**INSTRUCTIONS FOR THE TASK**
The records below must be duplicated exactly, character for character.

-------

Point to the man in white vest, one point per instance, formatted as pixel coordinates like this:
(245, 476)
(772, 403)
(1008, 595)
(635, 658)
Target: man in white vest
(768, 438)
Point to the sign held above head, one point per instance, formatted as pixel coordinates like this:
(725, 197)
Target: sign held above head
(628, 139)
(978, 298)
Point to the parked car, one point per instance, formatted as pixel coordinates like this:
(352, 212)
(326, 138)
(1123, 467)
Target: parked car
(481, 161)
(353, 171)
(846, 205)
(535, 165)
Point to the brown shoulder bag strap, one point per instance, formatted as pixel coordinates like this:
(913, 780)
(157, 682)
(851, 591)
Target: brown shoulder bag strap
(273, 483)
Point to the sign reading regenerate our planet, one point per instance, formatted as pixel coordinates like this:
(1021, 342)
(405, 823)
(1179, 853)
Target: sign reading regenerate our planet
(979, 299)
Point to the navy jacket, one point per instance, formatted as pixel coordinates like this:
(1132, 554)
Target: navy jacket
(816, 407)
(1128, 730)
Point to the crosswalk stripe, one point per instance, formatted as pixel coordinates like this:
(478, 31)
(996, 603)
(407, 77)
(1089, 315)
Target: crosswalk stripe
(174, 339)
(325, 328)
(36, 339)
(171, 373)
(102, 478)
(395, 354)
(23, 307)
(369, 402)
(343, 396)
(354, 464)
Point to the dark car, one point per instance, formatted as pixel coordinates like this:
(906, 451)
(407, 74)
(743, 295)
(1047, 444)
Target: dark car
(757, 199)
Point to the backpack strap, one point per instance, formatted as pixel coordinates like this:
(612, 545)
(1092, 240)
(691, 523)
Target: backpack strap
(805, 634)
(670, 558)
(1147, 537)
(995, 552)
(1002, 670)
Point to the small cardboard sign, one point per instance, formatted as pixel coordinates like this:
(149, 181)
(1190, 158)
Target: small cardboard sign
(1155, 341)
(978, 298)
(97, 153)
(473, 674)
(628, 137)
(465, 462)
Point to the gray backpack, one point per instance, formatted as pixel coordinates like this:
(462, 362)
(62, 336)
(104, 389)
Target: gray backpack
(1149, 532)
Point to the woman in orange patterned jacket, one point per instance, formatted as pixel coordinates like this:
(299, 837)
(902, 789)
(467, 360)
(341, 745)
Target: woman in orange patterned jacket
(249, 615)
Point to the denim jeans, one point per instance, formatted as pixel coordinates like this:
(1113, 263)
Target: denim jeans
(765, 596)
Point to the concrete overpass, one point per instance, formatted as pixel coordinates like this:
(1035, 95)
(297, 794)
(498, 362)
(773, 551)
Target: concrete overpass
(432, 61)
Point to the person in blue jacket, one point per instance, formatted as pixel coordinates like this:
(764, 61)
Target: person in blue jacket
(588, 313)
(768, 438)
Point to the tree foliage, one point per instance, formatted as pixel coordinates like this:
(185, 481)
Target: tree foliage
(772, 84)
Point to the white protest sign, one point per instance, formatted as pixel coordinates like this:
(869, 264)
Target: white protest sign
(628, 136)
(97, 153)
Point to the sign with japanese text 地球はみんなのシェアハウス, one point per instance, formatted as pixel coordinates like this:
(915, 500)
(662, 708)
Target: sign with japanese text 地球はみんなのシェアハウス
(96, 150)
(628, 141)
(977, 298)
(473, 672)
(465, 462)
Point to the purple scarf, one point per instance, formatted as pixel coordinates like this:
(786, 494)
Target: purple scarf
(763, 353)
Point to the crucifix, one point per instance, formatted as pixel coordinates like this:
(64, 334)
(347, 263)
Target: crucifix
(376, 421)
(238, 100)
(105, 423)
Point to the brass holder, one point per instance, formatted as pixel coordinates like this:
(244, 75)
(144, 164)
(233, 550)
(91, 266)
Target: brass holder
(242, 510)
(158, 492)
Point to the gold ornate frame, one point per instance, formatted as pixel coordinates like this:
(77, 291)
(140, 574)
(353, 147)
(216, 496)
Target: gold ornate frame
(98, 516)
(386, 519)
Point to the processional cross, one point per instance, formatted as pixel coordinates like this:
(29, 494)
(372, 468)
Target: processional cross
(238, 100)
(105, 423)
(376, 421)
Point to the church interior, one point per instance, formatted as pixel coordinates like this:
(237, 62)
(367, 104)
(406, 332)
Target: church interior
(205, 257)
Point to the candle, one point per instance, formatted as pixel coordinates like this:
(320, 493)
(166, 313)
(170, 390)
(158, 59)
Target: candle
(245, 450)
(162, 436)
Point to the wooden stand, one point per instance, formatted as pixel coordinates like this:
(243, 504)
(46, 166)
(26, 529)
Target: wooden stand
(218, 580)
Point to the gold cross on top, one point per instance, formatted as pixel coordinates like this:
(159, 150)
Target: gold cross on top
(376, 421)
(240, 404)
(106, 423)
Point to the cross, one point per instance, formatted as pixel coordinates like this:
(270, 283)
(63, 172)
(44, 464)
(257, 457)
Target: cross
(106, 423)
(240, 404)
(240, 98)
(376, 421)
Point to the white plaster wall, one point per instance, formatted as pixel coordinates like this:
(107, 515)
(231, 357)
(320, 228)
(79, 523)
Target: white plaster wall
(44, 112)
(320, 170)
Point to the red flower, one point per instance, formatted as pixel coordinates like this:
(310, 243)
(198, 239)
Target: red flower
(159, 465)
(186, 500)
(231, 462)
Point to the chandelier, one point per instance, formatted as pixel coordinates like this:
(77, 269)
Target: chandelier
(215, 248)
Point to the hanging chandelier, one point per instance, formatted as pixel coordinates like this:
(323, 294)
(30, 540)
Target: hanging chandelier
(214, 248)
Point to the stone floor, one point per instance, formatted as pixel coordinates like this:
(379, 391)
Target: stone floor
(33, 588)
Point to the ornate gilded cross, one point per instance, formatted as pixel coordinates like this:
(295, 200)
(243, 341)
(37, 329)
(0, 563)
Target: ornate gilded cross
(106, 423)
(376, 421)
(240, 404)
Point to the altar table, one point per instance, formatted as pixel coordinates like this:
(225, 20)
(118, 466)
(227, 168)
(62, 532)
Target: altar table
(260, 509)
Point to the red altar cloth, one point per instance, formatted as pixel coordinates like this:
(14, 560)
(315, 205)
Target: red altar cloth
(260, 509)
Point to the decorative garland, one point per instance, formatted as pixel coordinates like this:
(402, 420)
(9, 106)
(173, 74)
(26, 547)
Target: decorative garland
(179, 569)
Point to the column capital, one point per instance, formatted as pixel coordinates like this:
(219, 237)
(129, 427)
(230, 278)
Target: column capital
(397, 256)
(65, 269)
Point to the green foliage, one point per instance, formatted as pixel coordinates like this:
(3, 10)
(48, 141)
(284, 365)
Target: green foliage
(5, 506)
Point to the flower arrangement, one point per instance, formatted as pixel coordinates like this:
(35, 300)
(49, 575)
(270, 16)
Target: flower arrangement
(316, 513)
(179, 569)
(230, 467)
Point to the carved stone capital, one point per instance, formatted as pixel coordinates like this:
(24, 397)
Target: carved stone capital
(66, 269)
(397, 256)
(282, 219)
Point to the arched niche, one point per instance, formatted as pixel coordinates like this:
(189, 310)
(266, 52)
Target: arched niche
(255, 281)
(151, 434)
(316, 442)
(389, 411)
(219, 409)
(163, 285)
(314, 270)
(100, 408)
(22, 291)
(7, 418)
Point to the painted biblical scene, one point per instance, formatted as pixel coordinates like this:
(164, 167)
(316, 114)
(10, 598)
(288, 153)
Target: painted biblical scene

-------

**TASK RESPONSE**
Point to the man in white vest, one point per instance, formatted as pixel coordinates like this:
(245, 476)
(772, 403)
(1008, 595)
(635, 658)
Target: man in white vest
(768, 438)
Point to the sign held above head, one point per instance, formatted as pixel coordinates like this:
(725, 197)
Target: sign held above head
(628, 139)
(978, 298)
Point to the parked car, one point per instance, formatted as pixel coordinates like this:
(352, 212)
(326, 138)
(1123, 467)
Target: parked car
(481, 161)
(353, 171)
(846, 205)
(535, 165)
Point to the brown shoulder bag strap, one point per instance, formatted as pixel coordinates like this:
(913, 780)
(157, 682)
(851, 591)
Target: brown shoulder bag strap
(273, 483)
Point to the sign reading regenerate our planet, one point per instance, formatted as pixel coordinates like this:
(1021, 342)
(405, 823)
(1179, 853)
Target: sign reading regenerate our planet
(979, 299)
Point to the navy jacket, one point per instance, formatted as pixel coordinates like this:
(1132, 554)
Target: navy jacket
(816, 407)
(1128, 730)
Point to the crosswalk stripe, one point per instance, formatted as pixel coordinates like this:
(478, 31)
(996, 603)
(407, 77)
(1089, 315)
Target: crosswalk stripe
(174, 339)
(325, 328)
(36, 339)
(171, 373)
(102, 478)
(395, 354)
(23, 307)
(369, 402)
(343, 396)
(354, 464)
Point to the dark car, one point per instance, formatted as pixel coordinates like this:
(906, 451)
(407, 74)
(743, 295)
(1047, 444)
Target: dark car
(757, 199)
Point to the backpack strap, one point per instance, formatted as pixel coordinates like this:
(612, 545)
(1092, 240)
(691, 523)
Target: backpack strap
(805, 634)
(670, 558)
(1147, 537)
(995, 552)
(1002, 670)
Point to the small cardboard sign, one point per instance, formatted as pixel coordinates like this:
(149, 181)
(1190, 158)
Target: small cardboard sign
(1155, 341)
(978, 298)
(97, 153)
(473, 674)
(628, 137)
(465, 462)
Point to the gray backpack, one point per instance, formatted as pixel coordinates like this:
(462, 362)
(62, 336)
(104, 389)
Target: gray backpack
(1149, 532)
Point to the woman in orange patterned jacket, one point per instance, formatted as pixel coordinates like this:
(299, 837)
(902, 789)
(467, 360)
(341, 745)
Target: woman in orange patterned jacket
(249, 615)
Point to the denim jeans, one point per instance, formatted as pixel coordinates like this:
(1113, 263)
Target: denim jeans
(765, 596)
Point to the concrete overpass, one point per instance, formatted as pixel coordinates like this:
(1035, 95)
(297, 794)
(498, 362)
(773, 551)
Target: concrete overpass
(432, 61)
Point to the person in blue jacket, one point per instance, formatted as pixel coordinates like this:
(764, 61)
Target: person in blue jacket
(588, 313)
(768, 438)
Point to the tree foliage, one point per instance, formatted as pixel coordinates like this:
(185, 481)
Target: tree foliage
(772, 84)
Point to the white protest sign, one point per instance, formatted as pixel coordinates like this:
(869, 264)
Target: white protest sign
(628, 136)
(97, 153)
Point to the sign with japanese text 地球はみんなのシェアハウス, one point per instance, formatted as pixel coordinates like this:
(915, 500)
(662, 708)
Target: sign with japanese text 地球はみんなのシェアハウス
(96, 150)
(628, 141)
(977, 298)
(473, 672)
(465, 462)
Point to the purple scarf, one point per instance, formatted as pixel coordinates like this:
(786, 494)
Target: purple scarf
(763, 353)
Point to the crucifix, one point per instance, formatted as pixel coordinates like this:
(64, 334)
(347, 263)
Target: crucifix
(376, 421)
(238, 100)
(105, 423)
Point to the brass holder, one point per instance, formatted as pixel coordinates like this:
(244, 75)
(144, 164)
(233, 550)
(91, 266)
Target: brass holder
(242, 510)
(158, 492)
Point to the gold ornate frame, one point per instance, formatted as pixel coordinates like this:
(77, 291)
(140, 574)
(353, 147)
(216, 496)
Target: gold ornate frame
(98, 516)
(386, 519)
Point to the processional cross, one point per instance, formatted as pixel coordinates like this:
(29, 494)
(372, 468)
Target: processional cross
(238, 100)
(105, 423)
(376, 421)
Point to the church interior, one point per instance, formatted as pixel coordinates like this:
(237, 62)
(367, 104)
(406, 332)
Target: church interior
(205, 257)
Point to the candle, one point per instance, formatted as pixel coordinates like this:
(320, 493)
(166, 313)
(170, 390)
(158, 59)
Target: candle
(245, 450)
(162, 436)
Point to the wooden stand, one point per instance, formatted as pixel coordinates like this:
(243, 504)
(46, 166)
(26, 529)
Target: wooden stand
(218, 580)
Point to the gold cross on top, one point per instance, formatted as pixel coordinates like this:
(159, 150)
Target: gold cross on top
(376, 421)
(240, 404)
(106, 423)
Point to the cross, one point per instance, formatted as pixel coordinates like this:
(270, 283)
(63, 172)
(44, 464)
(257, 457)
Target: cross
(106, 423)
(240, 404)
(240, 98)
(376, 421)
Point to the white plaster wall, one point per instance, formatted as pixel coordinates like this:
(107, 515)
(231, 357)
(320, 228)
(79, 523)
Target: white plaster wall
(44, 112)
(320, 170)
Point to the red flower, one point per instance, formatted as pixel coordinates like this:
(310, 243)
(198, 239)
Target: red flower
(159, 465)
(186, 500)
(231, 462)
Point to the chandelier, one point per instance, formatted as pixel coordinates like this:
(77, 269)
Target: chandelier
(215, 248)
Point to the hanging chandelier, one point per instance, formatted as pixel coordinates like this:
(323, 294)
(30, 540)
Target: hanging chandelier
(214, 248)
Point to the stone floor, one point per instance, formatted as pixel coordinates like this:
(379, 391)
Target: stone floor
(33, 588)
Point to the ornate gilded cross, one point per instance, formatted as pixel coordinates like this:
(295, 200)
(243, 341)
(37, 329)
(0, 563)
Target: ornate gilded cross
(106, 423)
(376, 421)
(240, 404)
Point to the altar table, one point per instance, formatted as pixel coordinates like this:
(225, 20)
(118, 466)
(227, 168)
(62, 532)
Target: altar table
(260, 509)
Point to the red altar cloth, one point per instance, formatted as pixel coordinates like this:
(14, 560)
(315, 205)
Target: red altar cloth
(260, 509)
Point to the decorative garland, one point per instance, formatted as pixel coordinates like this:
(402, 420)
(9, 106)
(173, 74)
(26, 547)
Target: decorative garland
(179, 569)
Point to the column capital, one point per instance, formatted as pixel coordinates like this:
(219, 237)
(129, 427)
(230, 278)
Target: column capital
(397, 256)
(65, 269)
Point to the green foliage, one point per instance, formatted as pixel coordinates like this:
(3, 10)
(48, 141)
(284, 365)
Target: green foliage
(5, 506)
Point to the flower arrangement, one point per instance, formatted as pixel coordinates like this:
(35, 300)
(49, 575)
(270, 16)
Target: flower arrangement
(316, 513)
(179, 569)
(230, 467)
Point to the carved stone capital, one point per instance, formatted as pixel coordinates like this:
(24, 397)
Target: carved stone capital
(66, 269)
(397, 256)
(282, 219)
Point to the arched niche, one point per instance, formatted as pixel coordinates like this:
(189, 310)
(266, 52)
Target: arched niche
(255, 281)
(151, 434)
(316, 442)
(389, 411)
(219, 409)
(163, 285)
(314, 270)
(100, 408)
(22, 291)
(7, 418)
Point to the painted biblical scene, one point per instance, formatted as pixel coordinates like this:
(164, 167)
(316, 114)
(10, 598)
(288, 153)
Target: painted biblical scene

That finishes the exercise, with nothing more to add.